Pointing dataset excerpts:

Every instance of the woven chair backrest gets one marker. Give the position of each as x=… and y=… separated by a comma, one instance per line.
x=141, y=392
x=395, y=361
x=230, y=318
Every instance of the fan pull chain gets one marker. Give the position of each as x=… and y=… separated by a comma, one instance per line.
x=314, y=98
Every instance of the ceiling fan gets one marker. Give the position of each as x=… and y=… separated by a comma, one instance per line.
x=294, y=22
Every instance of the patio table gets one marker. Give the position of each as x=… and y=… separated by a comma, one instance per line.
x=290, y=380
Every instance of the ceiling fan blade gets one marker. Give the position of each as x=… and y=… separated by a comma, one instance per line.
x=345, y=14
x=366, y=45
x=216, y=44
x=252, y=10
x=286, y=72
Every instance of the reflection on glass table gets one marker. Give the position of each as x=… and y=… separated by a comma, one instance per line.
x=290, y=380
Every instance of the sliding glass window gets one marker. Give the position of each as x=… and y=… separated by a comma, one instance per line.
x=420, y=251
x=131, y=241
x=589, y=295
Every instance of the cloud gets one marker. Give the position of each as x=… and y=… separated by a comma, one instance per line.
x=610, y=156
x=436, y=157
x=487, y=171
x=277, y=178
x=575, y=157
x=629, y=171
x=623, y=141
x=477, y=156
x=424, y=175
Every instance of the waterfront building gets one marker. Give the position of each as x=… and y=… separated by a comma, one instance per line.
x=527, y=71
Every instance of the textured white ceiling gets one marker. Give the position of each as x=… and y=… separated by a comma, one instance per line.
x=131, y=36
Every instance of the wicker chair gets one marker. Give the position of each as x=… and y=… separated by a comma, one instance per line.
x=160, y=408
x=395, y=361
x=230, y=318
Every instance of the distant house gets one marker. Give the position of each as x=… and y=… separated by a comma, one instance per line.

• INSTRUCTION
Rescale the lines starting with the line that contains "Every instance of the wicker" and going on through the end of the lines. Reproduce every line, requests included, but multiply each x and y coordinate by 2.45 and round to the nearest whole number, with halves rounded up.

• OUTPUT FOR THIS EXERCISE
Every instance of the wicker chair gets one marker. Give the position of each as x=… and y=… separated by a comma, one instance per line.
x=392, y=1000
x=968, y=884
x=564, y=779
Every instance of the distant house gets one marker. Give the position of each as x=… and y=… separated by a comma, one instance per line.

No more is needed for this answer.